### REQUIRED TASKS
(A) Answer these questions from the post about the Cobenfy trial results:
(i) By what percentage did the Bristol Myers share price drop?
(ii) Who asked about the adjunct schizophrenia trial on the earnings call, and which firm is listed with his name?
(iii) Which disease is named as part of the drug's pipeline?
(B) Please copy from the post about the Cobenfy trial results the passage between "Lets not forget" and "broader efficacy profile.", inclusive.
(C) Translate this sentence from the post about the Cobenfy trial results into Spanish: "So now we are only a few months away from the readout for that trial."

### PASSAGE TO READ
_ _ _ _ _

RE: Cobenfy Trial Results23 Apr 2025 10:54
The market is way over reacting to the disappointing read out from the adjunct schizophrenia trial for Cobenfy. The 7% Bristol Myers share price drop seems steep given that adjunctive therapy was a high-risk, high-reward trial with a historically low success rate, as acknowledged in BMY’s Q4 2024 earnings call:
Akash Tewari, Jefferies.
"Hey, thanks so much. So what's the risk around the adjunct schizophrenia trial for Cobenfy? Because we haven't seen a lot of companies run that specific trial. And if they have, they've often failed. So why wouldn't the probability of success for this trial be more like a 50-50 coin flip?"
Answer From Samit Hirawat (BMY)
"Sure. Thank you for the question. On the adjective schizophrenia, I remember where we started off and how patients are treated in the real world. So we obviously have developed the drug as a monotherapy, but these patients were primarily before they got onto the trial, we're receiving the D2 agonist and thereafter, there was a washout period, patients came on the drug and then, of course, the trial evaluated the primary endpoint in emerging one, two and three at a shorter window.But remember, merging four and five have now read out with a 52-week follow-up. Many of those patients obviously, are also taking concomitant medications in the background. So, and we've seen that efficacy continued to be maintained within, as we look towards the 52-week data point as well. So overall, from that perspective, we are confident on the overall safety profile that is emerging on that. And then, of course, from a blinded data perspective, the study has continued at this point. So now we are only a few months away from the readout for that trial. And, of course, on top of that, we'll look at ADAPT trials also reading out beginning at the back end of this year."
Lets not forget that Cobenfy’s primary schizophrenia approval remains intact, the adjunctive indication was a smaller market opportunity, and the drug’s pipeline for Alzheimer’s and other indications offers future potential. I guess the bears would counter me by saying the adjunctive failure reduces the TAM, impacting peack sales estimates. It also highlights the challenges of adjunctive studies, which have a high failure rate, and could raise concerns about Cobenfy’s broader efficacy profile.

_ _ _ _ _

[Records from a dataset]
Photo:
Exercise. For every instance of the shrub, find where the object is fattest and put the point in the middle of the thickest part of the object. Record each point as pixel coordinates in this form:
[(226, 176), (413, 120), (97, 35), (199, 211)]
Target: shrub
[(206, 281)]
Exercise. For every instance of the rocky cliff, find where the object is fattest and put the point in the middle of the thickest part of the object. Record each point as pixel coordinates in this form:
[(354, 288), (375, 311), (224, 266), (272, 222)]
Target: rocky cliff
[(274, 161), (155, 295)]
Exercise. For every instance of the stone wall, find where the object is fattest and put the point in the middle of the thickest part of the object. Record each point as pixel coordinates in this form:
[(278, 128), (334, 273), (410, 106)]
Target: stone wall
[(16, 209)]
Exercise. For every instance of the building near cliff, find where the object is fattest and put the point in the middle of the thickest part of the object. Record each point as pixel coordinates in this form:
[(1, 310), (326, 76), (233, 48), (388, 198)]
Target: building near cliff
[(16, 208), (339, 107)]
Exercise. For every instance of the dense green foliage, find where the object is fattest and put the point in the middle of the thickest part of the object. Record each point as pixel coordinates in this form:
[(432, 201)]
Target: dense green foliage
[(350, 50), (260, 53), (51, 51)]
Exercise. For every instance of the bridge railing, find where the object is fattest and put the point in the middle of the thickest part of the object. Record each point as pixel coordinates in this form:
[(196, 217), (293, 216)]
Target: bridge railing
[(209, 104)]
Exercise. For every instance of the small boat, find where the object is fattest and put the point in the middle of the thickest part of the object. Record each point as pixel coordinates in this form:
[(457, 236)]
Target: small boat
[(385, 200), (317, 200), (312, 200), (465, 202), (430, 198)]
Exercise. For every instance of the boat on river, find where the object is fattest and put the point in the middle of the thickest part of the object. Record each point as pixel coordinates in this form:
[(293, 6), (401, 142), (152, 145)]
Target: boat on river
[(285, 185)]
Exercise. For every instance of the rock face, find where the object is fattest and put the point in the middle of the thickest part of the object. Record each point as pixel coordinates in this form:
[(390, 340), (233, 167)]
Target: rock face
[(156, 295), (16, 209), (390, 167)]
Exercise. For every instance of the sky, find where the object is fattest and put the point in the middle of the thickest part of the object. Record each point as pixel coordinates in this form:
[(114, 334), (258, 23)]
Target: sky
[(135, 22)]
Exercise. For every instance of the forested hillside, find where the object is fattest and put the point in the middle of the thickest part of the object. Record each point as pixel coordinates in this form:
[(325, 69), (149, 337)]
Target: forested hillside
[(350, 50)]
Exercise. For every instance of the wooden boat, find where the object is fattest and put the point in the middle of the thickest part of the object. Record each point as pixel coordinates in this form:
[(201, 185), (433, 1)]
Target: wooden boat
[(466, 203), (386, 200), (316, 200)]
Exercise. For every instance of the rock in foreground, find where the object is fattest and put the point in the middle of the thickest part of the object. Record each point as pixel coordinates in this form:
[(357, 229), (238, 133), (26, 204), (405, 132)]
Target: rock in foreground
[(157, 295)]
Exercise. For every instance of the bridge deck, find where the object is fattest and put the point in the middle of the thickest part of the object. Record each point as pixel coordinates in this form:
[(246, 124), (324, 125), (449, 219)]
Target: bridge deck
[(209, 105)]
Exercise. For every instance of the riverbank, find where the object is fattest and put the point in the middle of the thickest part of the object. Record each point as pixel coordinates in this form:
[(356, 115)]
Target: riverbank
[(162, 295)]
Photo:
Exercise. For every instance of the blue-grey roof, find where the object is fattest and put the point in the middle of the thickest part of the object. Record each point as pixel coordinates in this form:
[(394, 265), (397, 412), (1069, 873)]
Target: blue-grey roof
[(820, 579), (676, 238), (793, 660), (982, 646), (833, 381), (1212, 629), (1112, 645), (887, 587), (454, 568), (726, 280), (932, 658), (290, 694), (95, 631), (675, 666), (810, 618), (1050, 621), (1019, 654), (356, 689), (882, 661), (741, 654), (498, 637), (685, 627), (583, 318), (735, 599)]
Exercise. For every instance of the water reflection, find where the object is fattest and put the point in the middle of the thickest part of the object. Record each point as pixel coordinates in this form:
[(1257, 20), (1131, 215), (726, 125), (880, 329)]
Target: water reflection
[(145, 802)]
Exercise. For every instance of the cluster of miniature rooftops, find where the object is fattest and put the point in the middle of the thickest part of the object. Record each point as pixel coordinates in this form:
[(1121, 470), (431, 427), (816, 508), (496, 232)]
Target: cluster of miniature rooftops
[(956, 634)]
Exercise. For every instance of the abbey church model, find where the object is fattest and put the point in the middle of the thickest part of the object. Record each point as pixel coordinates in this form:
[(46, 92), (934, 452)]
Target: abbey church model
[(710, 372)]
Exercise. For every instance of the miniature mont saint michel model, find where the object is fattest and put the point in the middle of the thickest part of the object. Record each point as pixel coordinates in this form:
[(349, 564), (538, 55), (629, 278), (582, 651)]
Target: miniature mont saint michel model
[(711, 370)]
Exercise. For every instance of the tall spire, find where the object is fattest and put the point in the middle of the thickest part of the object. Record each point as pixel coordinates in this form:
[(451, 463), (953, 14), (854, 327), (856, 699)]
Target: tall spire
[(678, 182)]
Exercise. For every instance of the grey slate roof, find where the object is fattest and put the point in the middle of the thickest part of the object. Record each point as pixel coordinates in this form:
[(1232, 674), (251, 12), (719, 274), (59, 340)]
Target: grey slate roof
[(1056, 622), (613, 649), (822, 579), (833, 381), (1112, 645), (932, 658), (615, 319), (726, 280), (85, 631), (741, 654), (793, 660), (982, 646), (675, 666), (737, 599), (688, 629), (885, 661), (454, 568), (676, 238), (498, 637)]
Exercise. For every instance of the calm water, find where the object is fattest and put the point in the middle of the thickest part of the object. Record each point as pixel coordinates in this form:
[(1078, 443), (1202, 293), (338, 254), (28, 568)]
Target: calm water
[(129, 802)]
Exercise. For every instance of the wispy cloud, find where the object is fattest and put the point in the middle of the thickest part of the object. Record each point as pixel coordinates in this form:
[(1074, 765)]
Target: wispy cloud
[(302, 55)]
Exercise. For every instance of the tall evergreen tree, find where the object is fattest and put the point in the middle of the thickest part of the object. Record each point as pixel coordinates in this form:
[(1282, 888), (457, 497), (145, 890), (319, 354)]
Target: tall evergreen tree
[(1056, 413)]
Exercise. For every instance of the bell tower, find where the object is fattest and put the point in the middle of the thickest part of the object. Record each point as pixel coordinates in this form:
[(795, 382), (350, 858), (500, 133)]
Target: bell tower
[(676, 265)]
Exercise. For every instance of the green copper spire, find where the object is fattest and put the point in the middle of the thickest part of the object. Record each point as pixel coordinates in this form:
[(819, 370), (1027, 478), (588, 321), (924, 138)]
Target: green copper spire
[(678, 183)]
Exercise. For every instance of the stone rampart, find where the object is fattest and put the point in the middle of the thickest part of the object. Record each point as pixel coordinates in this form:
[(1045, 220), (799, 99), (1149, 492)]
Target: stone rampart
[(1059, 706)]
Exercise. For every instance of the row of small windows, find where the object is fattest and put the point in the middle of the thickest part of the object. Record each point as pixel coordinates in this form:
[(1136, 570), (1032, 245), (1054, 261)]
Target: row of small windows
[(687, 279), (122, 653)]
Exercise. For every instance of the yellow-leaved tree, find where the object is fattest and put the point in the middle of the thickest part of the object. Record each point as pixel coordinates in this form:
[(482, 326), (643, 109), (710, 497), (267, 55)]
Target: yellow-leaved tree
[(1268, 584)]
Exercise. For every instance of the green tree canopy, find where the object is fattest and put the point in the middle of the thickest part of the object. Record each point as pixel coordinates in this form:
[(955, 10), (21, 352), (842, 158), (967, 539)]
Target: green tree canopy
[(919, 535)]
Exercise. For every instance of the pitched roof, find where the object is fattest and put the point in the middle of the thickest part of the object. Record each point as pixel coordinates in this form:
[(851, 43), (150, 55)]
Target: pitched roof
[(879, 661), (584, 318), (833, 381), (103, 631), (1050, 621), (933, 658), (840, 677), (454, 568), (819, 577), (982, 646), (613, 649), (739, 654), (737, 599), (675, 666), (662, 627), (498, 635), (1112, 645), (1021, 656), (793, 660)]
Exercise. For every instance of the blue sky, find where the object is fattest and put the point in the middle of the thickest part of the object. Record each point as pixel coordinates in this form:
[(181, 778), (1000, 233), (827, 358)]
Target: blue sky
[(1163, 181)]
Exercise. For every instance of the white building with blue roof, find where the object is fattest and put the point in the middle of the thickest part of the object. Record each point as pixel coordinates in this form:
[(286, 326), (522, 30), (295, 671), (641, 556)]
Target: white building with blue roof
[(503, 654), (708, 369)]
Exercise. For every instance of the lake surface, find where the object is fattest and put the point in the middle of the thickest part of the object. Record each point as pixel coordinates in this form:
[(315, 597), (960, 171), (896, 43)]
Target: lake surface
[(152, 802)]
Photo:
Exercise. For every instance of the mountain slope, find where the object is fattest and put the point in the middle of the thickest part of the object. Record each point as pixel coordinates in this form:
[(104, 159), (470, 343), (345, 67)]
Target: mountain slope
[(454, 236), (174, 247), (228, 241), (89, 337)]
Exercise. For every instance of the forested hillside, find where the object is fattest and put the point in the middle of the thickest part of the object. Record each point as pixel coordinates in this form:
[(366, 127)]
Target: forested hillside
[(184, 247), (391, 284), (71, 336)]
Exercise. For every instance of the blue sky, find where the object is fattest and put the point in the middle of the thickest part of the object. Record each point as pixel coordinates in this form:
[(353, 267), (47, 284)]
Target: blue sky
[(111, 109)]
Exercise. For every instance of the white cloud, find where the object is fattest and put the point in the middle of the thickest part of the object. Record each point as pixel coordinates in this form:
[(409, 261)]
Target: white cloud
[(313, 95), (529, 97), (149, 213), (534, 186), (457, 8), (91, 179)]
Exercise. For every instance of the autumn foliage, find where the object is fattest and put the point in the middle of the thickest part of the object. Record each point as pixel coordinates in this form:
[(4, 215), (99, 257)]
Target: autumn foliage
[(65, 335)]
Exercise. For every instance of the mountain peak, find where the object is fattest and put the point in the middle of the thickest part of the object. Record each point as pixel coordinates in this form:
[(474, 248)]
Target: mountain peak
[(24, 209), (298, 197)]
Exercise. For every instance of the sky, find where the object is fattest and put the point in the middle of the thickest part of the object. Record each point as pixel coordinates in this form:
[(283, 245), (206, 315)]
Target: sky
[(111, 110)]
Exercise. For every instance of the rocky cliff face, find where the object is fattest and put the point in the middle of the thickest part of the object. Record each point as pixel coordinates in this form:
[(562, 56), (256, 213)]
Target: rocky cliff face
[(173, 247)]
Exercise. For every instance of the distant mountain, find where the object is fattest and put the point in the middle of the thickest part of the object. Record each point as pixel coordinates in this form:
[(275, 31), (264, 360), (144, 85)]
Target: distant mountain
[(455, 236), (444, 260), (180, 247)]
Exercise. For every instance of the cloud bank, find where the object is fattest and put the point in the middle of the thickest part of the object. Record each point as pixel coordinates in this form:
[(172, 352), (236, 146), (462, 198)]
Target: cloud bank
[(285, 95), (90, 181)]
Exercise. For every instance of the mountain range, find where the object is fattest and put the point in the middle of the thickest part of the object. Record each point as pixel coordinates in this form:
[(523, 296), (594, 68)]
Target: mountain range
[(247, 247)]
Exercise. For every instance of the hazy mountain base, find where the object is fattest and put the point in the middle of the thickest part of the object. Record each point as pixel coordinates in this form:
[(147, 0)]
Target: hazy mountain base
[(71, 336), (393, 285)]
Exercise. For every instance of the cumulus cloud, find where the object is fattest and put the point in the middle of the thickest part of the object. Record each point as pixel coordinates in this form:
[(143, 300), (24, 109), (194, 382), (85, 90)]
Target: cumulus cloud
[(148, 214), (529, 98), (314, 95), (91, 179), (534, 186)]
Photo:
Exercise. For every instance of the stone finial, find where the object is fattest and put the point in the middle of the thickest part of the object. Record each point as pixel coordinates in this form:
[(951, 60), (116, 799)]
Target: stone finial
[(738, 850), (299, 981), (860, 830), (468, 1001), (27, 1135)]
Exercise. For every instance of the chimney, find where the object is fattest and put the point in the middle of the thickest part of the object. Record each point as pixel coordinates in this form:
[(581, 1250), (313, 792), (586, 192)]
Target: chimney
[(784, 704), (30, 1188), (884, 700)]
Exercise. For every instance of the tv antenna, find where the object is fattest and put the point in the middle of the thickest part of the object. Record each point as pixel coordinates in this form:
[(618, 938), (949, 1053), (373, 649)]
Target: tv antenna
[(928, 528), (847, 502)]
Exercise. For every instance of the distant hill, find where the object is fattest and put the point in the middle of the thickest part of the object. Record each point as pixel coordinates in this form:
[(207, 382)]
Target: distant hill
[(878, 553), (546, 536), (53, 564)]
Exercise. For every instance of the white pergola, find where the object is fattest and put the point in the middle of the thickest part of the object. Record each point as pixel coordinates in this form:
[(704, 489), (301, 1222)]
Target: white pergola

_ _ _ _ _

### ANSWERS TO EACH TASK
(A)
(i) 7%
(ii) Akash Tewari, Jefferies
(iii) Alzheimer's

(B)
Lets not forget that Cobenfy’s primary schizophrenia approval remains intact, the adjunctive indication was a smaller market opportunity, and the drug’s pipeline for Alzheimer’s and other indications offers future potential. I guess the bears would counter me by saying the adjunctive failure reduces the TAM, impacting peack sales estimates. It also highlights the challenges of adjunctive studies, which have a high failure rate, and could raise concerns about Cobenfy’s broader efficacy profile.

(C) Así que ahora estamos a solo unos meses de la lectura de resultados de ese ensayo.